§ Stored data:
————————
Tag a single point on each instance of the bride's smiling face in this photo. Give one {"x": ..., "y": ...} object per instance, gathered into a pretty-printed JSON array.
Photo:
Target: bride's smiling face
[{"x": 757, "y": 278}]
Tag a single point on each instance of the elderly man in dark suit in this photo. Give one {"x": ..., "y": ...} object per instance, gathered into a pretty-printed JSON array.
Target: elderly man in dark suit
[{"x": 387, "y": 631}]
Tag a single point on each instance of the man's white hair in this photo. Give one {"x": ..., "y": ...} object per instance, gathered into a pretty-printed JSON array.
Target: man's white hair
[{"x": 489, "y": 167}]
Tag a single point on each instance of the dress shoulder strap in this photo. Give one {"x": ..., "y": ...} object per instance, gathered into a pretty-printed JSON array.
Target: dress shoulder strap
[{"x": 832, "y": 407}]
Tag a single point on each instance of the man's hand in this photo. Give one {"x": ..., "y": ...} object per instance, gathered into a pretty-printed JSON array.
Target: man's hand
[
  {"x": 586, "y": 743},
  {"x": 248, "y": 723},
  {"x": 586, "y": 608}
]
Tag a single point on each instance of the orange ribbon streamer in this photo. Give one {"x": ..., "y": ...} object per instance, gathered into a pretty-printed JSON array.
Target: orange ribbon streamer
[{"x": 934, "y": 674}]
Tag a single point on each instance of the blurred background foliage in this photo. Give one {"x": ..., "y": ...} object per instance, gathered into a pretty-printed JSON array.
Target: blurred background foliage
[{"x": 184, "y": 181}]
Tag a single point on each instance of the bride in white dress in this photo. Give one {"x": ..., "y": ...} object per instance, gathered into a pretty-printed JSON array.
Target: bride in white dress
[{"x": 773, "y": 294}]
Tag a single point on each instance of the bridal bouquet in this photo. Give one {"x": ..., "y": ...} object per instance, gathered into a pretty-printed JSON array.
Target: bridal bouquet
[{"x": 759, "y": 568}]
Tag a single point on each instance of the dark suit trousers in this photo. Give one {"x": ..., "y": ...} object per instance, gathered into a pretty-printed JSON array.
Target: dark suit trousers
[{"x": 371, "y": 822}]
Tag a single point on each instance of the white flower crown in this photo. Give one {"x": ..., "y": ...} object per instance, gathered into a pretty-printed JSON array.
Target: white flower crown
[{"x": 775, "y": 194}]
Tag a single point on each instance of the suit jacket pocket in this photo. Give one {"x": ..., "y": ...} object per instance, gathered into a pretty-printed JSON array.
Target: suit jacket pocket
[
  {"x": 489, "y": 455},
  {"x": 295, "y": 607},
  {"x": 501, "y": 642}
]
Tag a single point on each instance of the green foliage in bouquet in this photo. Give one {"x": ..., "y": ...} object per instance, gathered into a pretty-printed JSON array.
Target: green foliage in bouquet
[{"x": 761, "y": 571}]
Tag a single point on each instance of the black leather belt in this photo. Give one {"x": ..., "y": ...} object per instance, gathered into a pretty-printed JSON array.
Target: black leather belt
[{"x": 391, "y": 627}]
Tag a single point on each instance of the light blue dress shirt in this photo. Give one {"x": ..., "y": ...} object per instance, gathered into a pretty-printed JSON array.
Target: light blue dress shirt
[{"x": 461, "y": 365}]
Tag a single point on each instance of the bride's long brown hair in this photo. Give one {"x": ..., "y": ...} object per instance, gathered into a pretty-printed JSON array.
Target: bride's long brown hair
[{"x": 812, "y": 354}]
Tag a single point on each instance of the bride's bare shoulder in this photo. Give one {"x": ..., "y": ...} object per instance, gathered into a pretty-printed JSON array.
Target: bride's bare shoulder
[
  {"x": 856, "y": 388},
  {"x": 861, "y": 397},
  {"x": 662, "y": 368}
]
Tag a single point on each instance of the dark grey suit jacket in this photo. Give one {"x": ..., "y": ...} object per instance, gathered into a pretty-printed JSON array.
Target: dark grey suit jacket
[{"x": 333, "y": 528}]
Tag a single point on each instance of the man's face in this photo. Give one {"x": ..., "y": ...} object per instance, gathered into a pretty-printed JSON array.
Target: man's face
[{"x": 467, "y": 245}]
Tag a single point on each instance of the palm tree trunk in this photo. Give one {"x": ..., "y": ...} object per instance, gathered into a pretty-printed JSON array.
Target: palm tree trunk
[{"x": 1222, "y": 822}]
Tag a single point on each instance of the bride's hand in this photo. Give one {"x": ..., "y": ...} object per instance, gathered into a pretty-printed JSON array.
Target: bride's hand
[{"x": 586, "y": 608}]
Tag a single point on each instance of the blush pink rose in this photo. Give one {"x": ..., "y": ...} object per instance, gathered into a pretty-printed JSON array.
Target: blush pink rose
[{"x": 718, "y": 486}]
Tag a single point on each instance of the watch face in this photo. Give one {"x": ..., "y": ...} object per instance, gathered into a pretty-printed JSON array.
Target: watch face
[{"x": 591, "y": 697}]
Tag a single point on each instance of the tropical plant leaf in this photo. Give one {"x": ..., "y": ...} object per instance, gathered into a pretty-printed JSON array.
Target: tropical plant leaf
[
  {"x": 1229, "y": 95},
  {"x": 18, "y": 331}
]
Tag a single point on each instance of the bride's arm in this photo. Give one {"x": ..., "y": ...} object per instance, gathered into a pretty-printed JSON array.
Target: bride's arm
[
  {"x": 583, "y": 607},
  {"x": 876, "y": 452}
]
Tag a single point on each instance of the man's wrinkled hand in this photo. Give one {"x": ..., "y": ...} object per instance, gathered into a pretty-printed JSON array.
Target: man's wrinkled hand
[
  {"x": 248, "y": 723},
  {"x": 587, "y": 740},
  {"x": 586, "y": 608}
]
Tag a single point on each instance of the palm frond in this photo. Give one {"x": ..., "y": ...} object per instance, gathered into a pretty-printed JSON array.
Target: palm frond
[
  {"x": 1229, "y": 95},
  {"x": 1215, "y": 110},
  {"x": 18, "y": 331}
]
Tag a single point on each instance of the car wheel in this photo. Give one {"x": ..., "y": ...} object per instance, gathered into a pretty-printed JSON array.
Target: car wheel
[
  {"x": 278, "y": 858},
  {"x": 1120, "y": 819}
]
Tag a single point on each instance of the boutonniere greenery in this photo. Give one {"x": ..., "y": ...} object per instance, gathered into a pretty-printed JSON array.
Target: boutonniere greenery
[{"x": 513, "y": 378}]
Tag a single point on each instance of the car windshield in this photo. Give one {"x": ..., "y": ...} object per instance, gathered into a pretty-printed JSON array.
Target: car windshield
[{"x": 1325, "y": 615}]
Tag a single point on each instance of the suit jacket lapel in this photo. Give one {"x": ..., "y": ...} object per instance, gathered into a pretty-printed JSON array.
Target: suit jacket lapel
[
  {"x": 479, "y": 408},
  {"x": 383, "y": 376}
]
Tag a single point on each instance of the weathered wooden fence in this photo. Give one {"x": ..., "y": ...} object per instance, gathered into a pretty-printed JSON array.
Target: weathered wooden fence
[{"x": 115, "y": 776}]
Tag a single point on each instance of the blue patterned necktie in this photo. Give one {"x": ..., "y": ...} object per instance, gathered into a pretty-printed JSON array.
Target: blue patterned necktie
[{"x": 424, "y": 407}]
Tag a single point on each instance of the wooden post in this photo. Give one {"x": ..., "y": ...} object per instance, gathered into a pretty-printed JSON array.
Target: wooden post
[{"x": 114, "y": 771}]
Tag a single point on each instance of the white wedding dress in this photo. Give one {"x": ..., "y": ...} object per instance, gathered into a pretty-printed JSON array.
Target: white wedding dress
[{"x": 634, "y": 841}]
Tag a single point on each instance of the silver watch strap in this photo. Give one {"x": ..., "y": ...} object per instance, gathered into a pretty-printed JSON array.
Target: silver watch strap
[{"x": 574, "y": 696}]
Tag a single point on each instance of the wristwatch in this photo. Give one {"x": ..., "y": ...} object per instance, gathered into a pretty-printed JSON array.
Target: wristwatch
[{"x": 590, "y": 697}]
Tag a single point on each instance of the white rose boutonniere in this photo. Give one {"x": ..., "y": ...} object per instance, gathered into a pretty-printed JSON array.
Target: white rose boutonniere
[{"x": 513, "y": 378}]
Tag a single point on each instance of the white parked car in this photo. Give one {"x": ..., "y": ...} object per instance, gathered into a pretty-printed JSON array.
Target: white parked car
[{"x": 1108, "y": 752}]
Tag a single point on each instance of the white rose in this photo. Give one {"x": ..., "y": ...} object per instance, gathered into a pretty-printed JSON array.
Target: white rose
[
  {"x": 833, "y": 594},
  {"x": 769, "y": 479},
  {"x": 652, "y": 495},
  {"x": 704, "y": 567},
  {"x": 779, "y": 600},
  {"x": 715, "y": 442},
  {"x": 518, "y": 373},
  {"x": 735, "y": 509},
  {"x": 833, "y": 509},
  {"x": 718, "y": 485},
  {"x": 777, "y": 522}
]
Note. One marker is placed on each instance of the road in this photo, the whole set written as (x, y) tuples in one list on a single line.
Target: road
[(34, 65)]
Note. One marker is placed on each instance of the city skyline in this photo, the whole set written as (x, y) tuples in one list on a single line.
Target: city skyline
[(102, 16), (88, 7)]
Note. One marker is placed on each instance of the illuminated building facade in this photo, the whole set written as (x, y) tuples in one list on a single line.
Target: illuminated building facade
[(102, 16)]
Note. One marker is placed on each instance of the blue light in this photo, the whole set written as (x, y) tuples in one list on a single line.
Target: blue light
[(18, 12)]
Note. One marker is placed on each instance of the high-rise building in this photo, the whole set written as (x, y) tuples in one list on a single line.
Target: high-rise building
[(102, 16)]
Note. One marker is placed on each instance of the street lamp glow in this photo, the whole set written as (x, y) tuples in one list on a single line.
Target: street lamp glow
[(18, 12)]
————————
§ Assigned task: Nothing but the lines from the one containing "Tag a single point on each instance of the white parked" through the final line of the listing above belongs in the answer; set them down exactly.

§ Result of the exercise:
Tag a single point on each instance of the white parked car in this photo. Give one {"x": ..., "y": ...} object per instance, gathered into a pretty-printed JSON array.
Target: white parked car
[{"x": 1108, "y": 752}]
Tag a single point on each instance of the white rose in this photo. Give one {"x": ..., "y": ...} object per instance, gathered into a pretty-printed JSON array.
Target: white rose
[
  {"x": 833, "y": 594},
  {"x": 769, "y": 479},
  {"x": 652, "y": 495},
  {"x": 704, "y": 567},
  {"x": 779, "y": 600},
  {"x": 715, "y": 442},
  {"x": 518, "y": 373},
  {"x": 735, "y": 509},
  {"x": 833, "y": 509},
  {"x": 718, "y": 485},
  {"x": 777, "y": 522}
]
Note. One marker is placed on each instance of the road in this photo, the whole set written as (x, y) tuples in one list on a single line.
Target: road
[(34, 65)]
Note. One marker is placed on each instance of the city skyline in this photo, the whole set written as (x, y) tuples in one list on a single line.
Target: city skyline
[(102, 16), (88, 7)]
Note. One marker is placed on each instance of the illuminated building facade in this photo, the whole set written as (x, y) tuples in one list on a single line.
Target: illuminated building facade
[(102, 16)]
Note. One marker is placed on each instance of the blue light in this photo, the whole set written as (x, y) tuples in one list on a single line.
Target: blue light
[(18, 12)]
Note. One marker is placed on each instance of the high-rise building in this photo, the whole set written as (x, y) tuples in one list on a single line.
Target: high-rise building
[(102, 16)]
Note. One marker is placed on each instance of the street lamp glow in this photo, the whole set written as (x, y) tuples in one list on a single line.
Target: street lamp glow
[(18, 12)]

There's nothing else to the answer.